====== Extract
# Look at data

In [1]:
import numpy as np
import pandas as pd
import sys
import os
import seaborn as sns
import matplotlib.pyplot as plt
import pyrepseq as prs
import tidytcells as tt


  from .autonotebook import tqdm as notebook_tqdm


In [2]:
#move to correct directory
os.chdir('/Users/isabellasodi/Documents/UCL/PhD/CRUK_datathon_2025')

In [3]:
# load data
#tcr_data = pd.read_csv('input/tcrictionary_tabular.csv' )
tcr_data_raw = pd.read_csv('/Volumes/ritd-ag-project-rd0017-bmcha43/CRUK_datathon_2025/raw_data/tcrictionary_tabular.csv' )


## Pre-process

In [4]:
# expand out so that each study is a row
tcr_data = tcr_data_raw.assign(Studies=tcr_data_raw['Studies'].str.split(',')).explode('Studies')
tcr_data = tcr_data.reset_index(drop=True)
tcr_data['Studies'] = tcr_data['Studies'].str.strip()
============
====== Material supplied
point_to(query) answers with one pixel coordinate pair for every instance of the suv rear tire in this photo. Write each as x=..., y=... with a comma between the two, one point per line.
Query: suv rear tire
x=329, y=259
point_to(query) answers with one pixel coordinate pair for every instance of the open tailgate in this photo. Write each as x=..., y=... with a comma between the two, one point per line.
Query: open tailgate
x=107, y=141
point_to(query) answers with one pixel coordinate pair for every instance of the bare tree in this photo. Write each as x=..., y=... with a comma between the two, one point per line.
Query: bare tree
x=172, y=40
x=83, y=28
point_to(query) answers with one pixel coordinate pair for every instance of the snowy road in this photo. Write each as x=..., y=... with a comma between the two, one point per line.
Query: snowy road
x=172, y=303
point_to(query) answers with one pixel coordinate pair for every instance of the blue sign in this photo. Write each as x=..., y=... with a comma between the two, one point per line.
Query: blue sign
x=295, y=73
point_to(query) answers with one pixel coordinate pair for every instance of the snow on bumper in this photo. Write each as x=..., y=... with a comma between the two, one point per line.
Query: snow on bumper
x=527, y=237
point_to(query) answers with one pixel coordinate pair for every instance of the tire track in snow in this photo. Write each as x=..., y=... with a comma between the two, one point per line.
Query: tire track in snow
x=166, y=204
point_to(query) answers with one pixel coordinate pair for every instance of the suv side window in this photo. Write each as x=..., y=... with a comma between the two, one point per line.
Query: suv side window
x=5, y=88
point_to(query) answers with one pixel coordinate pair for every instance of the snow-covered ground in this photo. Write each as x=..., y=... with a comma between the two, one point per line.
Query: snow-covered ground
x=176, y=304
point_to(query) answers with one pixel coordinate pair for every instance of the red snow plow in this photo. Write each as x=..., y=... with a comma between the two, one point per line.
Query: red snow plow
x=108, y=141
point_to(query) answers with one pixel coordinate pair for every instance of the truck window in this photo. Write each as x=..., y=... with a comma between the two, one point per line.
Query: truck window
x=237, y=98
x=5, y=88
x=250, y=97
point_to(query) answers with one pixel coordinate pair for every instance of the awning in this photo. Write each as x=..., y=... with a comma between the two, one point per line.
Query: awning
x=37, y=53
============
====== Material supplied
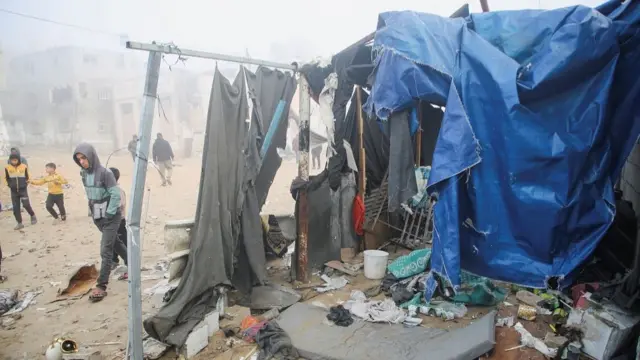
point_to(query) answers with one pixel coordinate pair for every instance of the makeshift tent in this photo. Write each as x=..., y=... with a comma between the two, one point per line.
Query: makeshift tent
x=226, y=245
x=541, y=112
============
→ **What this exercise asks**
(A) In the notebook, which library is imported under the alias tt?
(B) Rewrite the notebook from "from .autonotebook import" to "#tcr_data = pd.read_csv('input/tcrictionary_tabular.csv' )", swapping "directory" for "folder".
(C) Carry on the pre-processing in the notebook from the point where it ends.
The items have nothing to do with the notebook.

→ **Task responses**
(A) tidytcells

(B)
from .autonotebook import tqdm as notebook_tqdm


In [2]:
#move to correct folder
os.chdir('/Users/isabellasodi/Documents/UCL/PhD/CRUK_datathon_2025')

In [3]:
# load data
#tcr_data = pd.read_csv('input/tcrictionary_tabular.csv' )

(C)
In [5]:
# remove anything after a + for some epitopes with PTM info
tcr_data['epitope'] = tcr_data['epitope'].str.split('+').str[0].str.strip()

In [6]:
# remove *,  and X (based on amino acids) in alpha chain 
# use tidy t cells, go through and remove cells with not allowed
tcr_data['CDR3A'] = tcr_data['CDR3A'].apply(lambda x: tt.aa.standardize(x, log_failures=False) if pd.notna(x) else x)
tcr_data['CDR3B'] = tcr_data['CDR3B'].apply(lambda x: tt.aa.standardize(x, log_failures=False) if pd.notna(x) else x)

# Filtering

In [7]:
# only human
tcr_data = tcr_data[ tcr_data['TCR species'] == 'HomoSapiens'].copy()

# only with epitopes
tcr_data = tcr_data[ ~tcr_data['epitope'].isna()].copy()

# only betas
tcr_data = tcr_data[ ~tcr_data['CDR3B'].isna()].copy()

# only class 1
tcr_data = tcr_data[tcr_data['MHC class'] == 1]
tcr_data

print('Unique Left')
print('epitopes:', tcr_data['epitope'].nunique())
print('beta:', tcr_data['CDR3B'].nunique(), '\n')


Unique Left
epitopes: 2069
beta: 156662 



## Length

In [8]:
# get stats
tcr_data['CDR3B_length'] = tcr_data['CDR3B'].str.len().astype('Int64')
tcr_data['epitope_length'] = tcr_data['epitope'].str.len().astype('Int64')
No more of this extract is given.